(Provided records Opens)

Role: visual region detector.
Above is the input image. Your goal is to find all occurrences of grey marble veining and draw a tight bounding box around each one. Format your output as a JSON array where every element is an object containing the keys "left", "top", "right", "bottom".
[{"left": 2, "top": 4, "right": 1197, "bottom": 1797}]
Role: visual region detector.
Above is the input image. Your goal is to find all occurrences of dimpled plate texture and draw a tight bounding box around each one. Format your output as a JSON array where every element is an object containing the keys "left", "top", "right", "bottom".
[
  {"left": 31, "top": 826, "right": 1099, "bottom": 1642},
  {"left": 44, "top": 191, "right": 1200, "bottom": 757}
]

(Provided records Closes)

Write the entries above out again, verbatim.

Role: visual region detector.
Above is the input image. Your goal is to find all occurrences of grey marble veining and draw a tight bounding box around each one. Format your output as a JSON array where every element is an object containing the keys "left", "top", "right", "bottom".
[{"left": 2, "top": 4, "right": 1197, "bottom": 1797}]
Role: visual region detector.
Above is the input image. Your goal is to find all occurrences of dimpled plate texture and draw a tight bounding box around each one. Format your output as a JSON array where every element is an object containing the keys "left", "top", "right", "bottom".
[
  {"left": 31, "top": 826, "right": 1099, "bottom": 1642},
  {"left": 44, "top": 191, "right": 1200, "bottom": 757}
]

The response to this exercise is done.